EXERCISE REQUIREMENTS
Quote the data below in full, minus the images.

DATA SHOWN

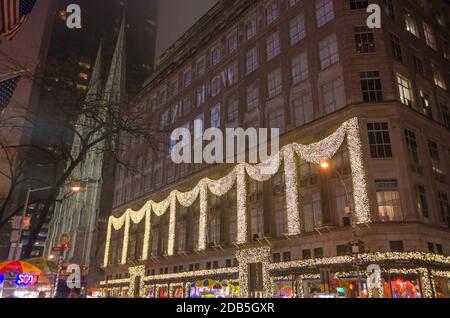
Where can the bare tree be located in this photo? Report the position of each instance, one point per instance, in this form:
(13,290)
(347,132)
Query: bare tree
(85,123)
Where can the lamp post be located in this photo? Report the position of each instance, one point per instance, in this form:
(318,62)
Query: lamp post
(348,210)
(16,253)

COMPLETE ANSWER
Where can the bare tree be located in this photo? Report the position of each instance, one point per instance, in this form:
(13,290)
(347,132)
Query: bare tree
(85,123)
Where can the lamp post be located in this photo? Report the position of each instance, one point per instance, in this form:
(318,62)
Query: lamp post
(348,210)
(16,253)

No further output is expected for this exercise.